| Passage to read |
[start]

The DTCC is driving ahead with its ambitious vision of creating an integrated STP infrastructure for OTC derivatives that spans the full back office value chain from affirmation and confirmation through to lifecycle management and settlement.

"We saw a tremendous opportunity to leverage the data fl owing through the Deriv/Serv confirmation engine, which captures all the key data fields required to support a derivatives transaction over its lifecycle, to develop a number of additional centralised services for the market," says Frank de Maria, DTCC managing director responsible for Deriv/SERV's TIW.

"That was the driver behind the Trade Information Warehouse (TIW)," he adds.

The TIW holds a ‘golden copy' of every transaction confirmed through Deriv/Serv and allows users to reconcile to a central source rather than to multiple counterparties.

"Creating that central information hub is just the first step in the vision - there is no end to the services that can be provided on the back of the TIW," says de Maria.

"For example, calculating the settlement amounts for a CDS is simple math if you have access to all the relevant trade records," says de Maria.

The DTCC has now teamed up with CLS Bank to develop a central settlement service for contracts housed in the TIW. The service went live with a selection of sell-side institutions in December 2007, but de Maria says buy-side firms are also seeing the benefits.

"We are calculating the settlement amounts for all the contracts housed in the TIW and making those available to all our counterparties irrespective of whether or not they are part of central settlement.

"This means that buy-side clients now have an independent source to confirm the calculation amounts being provided by the dealer," he adds.

The industry as a whole will enter a new world of automated lifecycle management when central settlement is finally opened up to the buy-side later this year.

[end]

| Exercise instructions |
1. According to the passage on the DTCC's derivatives plans, when did the central settlement service go live?
2. Copy the part of the DTCC passage starting at "The TIW holds" and ending at "to multiple counterparties.".
3. List the stages of the back office value chain that the passage on the DTCC's derivatives plans says its infrastructure will span.

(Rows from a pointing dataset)
[start]

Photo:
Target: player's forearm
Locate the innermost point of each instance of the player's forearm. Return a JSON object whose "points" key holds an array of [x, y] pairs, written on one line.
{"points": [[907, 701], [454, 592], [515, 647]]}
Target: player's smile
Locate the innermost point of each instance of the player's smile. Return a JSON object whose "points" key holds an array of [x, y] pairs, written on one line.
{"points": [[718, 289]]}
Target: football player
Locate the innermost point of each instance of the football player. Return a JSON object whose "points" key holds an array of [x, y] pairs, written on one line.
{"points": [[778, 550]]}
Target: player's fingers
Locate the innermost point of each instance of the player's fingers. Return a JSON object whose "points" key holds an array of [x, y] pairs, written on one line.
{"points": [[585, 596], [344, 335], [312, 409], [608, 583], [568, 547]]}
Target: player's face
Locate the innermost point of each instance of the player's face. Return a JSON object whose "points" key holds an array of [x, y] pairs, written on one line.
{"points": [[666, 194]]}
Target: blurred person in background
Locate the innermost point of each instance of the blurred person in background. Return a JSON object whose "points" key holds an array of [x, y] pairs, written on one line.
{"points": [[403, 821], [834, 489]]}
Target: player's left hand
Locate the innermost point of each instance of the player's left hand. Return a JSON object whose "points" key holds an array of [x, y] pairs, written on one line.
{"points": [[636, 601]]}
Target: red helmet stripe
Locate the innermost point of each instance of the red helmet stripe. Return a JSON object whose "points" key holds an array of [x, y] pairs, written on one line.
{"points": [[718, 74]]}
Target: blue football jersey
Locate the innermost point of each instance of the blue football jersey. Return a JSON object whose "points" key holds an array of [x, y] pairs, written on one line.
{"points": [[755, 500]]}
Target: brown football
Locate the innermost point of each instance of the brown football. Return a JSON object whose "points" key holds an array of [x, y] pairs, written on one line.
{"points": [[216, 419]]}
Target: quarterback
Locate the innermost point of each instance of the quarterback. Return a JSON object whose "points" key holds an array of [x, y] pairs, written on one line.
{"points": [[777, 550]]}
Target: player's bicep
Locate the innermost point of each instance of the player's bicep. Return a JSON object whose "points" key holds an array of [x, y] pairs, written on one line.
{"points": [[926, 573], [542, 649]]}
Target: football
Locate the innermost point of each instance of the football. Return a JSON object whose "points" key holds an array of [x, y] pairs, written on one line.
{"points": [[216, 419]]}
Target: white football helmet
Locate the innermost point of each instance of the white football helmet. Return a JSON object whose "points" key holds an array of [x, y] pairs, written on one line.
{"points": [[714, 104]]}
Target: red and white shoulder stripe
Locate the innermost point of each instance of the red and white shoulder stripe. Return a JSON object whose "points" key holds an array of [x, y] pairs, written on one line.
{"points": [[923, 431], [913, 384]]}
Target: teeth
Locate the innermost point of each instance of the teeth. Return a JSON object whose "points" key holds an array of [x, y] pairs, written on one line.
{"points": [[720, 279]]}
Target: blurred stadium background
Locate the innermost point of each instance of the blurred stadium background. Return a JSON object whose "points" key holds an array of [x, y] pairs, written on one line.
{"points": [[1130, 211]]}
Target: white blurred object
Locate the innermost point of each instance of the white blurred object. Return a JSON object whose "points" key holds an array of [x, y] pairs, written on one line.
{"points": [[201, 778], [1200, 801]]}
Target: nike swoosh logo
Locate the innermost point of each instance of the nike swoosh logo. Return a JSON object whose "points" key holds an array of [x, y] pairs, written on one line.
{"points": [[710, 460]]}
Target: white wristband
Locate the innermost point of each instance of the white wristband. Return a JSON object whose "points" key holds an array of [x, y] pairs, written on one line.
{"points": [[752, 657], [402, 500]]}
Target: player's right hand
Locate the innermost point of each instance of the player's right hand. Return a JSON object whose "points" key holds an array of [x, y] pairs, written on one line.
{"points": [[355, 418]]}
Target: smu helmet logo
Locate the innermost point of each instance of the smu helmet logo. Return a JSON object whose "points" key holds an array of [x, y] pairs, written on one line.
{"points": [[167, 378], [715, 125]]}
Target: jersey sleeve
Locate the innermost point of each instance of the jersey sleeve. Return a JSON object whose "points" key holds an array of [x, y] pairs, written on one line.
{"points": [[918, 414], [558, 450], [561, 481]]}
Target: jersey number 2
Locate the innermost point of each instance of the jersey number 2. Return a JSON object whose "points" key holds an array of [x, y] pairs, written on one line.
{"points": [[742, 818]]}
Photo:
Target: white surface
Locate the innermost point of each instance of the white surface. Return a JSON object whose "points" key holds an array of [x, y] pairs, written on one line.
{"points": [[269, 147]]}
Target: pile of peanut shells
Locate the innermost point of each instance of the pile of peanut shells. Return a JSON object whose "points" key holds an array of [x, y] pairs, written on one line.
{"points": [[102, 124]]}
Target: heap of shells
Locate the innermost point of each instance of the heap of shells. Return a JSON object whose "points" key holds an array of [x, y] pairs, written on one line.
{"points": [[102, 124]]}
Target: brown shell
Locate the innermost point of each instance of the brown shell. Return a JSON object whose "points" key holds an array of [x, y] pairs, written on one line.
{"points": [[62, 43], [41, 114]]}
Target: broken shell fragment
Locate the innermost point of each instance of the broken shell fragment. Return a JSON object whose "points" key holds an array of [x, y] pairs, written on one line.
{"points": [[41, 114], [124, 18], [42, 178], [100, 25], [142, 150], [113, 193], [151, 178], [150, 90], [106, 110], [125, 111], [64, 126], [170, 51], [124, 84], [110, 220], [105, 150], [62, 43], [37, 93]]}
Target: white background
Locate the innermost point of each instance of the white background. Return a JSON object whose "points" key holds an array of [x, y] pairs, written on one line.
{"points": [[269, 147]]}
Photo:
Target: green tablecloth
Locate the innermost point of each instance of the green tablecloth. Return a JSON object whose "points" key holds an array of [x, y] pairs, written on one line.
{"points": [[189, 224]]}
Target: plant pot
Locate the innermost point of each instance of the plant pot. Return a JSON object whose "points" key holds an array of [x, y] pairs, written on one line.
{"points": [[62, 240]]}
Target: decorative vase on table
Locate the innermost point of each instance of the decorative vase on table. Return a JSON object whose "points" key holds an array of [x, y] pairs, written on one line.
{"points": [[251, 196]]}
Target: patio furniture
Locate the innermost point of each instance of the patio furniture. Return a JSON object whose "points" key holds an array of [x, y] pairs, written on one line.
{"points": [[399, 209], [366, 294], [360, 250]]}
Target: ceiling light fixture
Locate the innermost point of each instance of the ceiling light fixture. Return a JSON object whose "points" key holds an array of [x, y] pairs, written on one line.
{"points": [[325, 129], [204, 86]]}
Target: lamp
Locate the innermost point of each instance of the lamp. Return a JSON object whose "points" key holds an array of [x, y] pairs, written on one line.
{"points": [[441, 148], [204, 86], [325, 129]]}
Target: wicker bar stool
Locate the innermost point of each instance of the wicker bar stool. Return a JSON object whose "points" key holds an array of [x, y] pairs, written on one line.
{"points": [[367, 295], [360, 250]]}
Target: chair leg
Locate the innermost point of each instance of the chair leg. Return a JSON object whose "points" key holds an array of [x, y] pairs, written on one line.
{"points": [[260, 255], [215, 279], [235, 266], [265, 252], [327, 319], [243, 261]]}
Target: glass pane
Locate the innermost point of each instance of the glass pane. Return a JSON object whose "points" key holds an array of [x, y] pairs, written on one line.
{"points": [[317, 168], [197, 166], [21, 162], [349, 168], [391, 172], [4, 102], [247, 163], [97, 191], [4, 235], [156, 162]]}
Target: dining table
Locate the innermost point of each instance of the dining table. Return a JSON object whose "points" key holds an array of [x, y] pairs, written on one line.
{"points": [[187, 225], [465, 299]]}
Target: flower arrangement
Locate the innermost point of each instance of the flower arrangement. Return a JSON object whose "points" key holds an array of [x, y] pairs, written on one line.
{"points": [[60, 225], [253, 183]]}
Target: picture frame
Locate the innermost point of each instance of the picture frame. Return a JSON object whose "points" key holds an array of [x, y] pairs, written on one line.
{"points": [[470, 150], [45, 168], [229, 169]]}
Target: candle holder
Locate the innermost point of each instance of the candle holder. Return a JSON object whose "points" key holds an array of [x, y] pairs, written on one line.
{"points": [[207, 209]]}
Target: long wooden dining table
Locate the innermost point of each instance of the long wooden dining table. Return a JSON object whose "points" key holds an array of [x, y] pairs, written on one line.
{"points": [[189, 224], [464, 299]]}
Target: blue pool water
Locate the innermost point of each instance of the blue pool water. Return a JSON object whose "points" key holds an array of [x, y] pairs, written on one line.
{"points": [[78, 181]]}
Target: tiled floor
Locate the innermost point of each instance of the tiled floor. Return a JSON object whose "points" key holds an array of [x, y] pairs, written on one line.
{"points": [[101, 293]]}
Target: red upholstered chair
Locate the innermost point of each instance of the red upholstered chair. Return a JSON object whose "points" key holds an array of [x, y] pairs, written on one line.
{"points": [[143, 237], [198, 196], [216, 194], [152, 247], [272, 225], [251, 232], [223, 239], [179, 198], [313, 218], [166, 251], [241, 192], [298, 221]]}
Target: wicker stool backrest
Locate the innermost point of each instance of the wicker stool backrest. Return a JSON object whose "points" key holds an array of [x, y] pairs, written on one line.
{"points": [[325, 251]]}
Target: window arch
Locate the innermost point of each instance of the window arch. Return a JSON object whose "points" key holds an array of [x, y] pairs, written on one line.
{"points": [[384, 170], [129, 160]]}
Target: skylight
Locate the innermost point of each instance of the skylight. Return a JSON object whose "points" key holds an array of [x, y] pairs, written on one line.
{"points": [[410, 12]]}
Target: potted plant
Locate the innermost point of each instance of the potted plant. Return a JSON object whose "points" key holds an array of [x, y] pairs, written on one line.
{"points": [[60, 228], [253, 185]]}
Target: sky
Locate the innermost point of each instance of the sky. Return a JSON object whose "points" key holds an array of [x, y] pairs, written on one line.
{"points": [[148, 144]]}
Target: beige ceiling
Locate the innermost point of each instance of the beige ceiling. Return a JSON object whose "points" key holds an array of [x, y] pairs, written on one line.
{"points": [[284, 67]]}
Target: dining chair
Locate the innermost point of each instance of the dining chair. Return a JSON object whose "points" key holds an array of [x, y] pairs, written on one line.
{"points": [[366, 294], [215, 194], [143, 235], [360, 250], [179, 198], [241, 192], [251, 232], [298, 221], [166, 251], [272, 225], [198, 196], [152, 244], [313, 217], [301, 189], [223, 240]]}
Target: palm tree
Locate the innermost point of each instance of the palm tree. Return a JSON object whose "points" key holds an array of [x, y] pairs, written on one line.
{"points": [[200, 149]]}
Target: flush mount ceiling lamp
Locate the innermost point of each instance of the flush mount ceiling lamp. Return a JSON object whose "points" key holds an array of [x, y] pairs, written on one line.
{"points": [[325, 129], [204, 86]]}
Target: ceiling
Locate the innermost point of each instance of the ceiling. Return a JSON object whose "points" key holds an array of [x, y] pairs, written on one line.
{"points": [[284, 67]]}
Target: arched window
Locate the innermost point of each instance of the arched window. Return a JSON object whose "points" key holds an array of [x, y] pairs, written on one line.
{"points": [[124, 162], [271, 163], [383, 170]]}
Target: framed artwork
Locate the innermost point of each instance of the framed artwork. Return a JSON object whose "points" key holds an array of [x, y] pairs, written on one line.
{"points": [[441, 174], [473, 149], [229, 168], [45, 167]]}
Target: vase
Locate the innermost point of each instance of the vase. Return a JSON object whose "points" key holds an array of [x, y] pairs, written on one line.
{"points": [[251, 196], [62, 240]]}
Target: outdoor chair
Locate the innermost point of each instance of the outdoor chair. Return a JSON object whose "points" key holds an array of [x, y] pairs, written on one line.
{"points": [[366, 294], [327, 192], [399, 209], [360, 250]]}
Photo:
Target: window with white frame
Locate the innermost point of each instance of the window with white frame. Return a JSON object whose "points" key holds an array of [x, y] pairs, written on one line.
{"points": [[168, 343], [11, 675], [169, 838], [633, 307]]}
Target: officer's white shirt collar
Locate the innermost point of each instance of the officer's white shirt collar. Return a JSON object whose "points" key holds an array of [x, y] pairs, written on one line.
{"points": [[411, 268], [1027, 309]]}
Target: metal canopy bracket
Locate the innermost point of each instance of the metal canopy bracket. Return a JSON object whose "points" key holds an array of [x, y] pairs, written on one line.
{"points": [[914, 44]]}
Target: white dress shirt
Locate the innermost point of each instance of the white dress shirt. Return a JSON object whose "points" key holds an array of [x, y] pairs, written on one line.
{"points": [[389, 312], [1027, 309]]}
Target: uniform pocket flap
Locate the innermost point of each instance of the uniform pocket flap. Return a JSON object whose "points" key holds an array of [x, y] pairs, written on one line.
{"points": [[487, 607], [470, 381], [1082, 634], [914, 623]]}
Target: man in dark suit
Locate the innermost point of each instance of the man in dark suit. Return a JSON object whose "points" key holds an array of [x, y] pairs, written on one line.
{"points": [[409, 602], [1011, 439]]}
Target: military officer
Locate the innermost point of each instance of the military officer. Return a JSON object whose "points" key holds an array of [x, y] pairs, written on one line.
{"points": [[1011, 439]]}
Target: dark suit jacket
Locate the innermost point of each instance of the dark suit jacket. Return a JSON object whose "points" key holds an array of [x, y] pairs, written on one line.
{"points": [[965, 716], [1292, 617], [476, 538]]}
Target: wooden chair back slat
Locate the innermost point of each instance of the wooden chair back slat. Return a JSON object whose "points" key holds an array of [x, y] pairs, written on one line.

[end]

| Complete answers |
1. December 2007

2.
The TIW holds a ‘golden copy' of every transaction confirmed through Deriv/Serv and allows users to reconcile to a central source rather than to multiple counterparties.

3. affirmation, confirmation, lifecycle management, settlement